● **PROBLEM TO WORK ON**:
Pick out every line in the records that contains the word "positive", and copy each of those lines.

● **DATA FOR PROCESSING**:
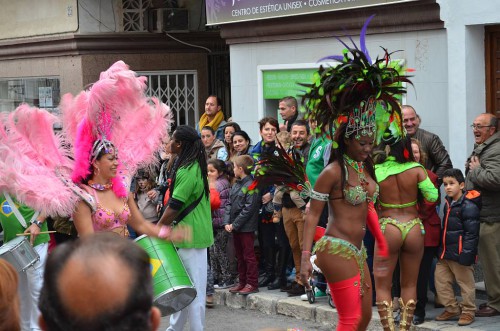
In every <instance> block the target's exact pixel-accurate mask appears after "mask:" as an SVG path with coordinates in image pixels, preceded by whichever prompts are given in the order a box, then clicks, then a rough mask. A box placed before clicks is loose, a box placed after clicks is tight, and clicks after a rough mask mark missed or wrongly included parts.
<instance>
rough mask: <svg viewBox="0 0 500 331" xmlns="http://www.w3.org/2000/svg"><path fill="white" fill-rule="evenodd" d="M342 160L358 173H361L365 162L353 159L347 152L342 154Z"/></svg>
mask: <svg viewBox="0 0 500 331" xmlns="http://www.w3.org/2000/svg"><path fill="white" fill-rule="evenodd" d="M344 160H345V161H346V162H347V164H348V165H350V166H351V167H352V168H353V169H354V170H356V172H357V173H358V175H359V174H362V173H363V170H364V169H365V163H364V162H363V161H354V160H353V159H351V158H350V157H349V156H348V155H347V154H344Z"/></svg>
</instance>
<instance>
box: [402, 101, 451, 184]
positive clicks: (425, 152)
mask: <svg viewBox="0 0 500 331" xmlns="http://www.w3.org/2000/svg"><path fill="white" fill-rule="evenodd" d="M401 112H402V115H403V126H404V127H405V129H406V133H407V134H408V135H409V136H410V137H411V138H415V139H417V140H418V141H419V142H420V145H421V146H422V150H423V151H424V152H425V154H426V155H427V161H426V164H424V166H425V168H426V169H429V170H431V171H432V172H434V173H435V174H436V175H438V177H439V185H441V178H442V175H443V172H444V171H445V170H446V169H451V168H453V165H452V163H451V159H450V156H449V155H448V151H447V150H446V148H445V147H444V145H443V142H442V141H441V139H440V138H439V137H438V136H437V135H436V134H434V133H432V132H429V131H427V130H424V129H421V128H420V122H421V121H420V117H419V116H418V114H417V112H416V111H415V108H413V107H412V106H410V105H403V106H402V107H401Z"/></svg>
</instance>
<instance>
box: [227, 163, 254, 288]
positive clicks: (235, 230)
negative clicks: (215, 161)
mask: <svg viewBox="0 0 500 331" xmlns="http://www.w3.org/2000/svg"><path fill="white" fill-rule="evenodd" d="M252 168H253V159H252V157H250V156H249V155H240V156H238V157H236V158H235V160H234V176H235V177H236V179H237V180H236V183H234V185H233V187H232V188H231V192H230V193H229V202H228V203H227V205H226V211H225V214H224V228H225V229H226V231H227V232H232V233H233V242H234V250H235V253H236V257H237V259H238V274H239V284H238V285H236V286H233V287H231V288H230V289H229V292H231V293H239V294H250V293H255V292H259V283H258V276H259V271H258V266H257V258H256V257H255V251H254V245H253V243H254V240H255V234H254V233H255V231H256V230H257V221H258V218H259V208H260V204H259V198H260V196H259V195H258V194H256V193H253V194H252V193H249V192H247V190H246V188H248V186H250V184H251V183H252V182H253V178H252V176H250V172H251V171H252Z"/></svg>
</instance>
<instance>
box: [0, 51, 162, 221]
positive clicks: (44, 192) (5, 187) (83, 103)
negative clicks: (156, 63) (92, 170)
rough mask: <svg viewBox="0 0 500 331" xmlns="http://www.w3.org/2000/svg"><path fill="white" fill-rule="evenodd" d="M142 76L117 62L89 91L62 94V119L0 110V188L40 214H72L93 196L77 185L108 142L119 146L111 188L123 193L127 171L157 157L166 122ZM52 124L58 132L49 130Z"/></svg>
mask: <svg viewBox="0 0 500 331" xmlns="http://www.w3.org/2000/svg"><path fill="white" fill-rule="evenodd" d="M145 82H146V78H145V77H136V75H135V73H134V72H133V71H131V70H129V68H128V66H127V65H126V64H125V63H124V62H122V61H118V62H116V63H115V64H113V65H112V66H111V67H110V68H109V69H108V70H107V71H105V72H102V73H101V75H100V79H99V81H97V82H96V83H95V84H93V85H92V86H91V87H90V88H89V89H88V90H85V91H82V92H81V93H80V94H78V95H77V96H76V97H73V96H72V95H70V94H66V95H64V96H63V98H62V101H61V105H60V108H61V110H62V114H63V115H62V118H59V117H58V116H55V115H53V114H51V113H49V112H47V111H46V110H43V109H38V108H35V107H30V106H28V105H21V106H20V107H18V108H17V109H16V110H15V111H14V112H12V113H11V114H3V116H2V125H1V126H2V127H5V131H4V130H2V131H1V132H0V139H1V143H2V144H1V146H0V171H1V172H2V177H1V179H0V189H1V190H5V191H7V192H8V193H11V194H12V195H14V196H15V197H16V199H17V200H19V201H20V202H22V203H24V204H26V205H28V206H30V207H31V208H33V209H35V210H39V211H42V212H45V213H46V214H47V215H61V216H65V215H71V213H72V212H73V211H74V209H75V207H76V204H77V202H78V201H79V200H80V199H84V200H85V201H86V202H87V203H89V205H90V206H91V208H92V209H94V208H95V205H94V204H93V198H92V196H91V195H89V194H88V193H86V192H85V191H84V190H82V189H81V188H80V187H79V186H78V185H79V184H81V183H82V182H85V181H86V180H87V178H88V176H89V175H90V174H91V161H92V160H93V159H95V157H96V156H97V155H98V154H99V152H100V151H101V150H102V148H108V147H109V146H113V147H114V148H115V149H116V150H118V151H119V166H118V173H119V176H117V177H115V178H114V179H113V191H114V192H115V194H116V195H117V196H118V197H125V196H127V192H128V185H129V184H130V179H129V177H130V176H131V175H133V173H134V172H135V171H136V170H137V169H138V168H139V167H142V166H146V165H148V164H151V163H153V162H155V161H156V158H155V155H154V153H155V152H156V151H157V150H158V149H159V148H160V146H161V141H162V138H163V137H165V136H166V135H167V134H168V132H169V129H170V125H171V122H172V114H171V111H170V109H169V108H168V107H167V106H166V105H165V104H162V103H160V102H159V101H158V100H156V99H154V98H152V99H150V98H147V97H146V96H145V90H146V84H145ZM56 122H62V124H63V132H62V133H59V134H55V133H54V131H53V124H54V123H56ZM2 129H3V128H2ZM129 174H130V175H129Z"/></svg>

● **WRITTEN RESPONSE**:
positive clicks: (425, 152)
positive clicks: (235, 230)
positive clicks: (44, 192) (5, 187) (83, 103)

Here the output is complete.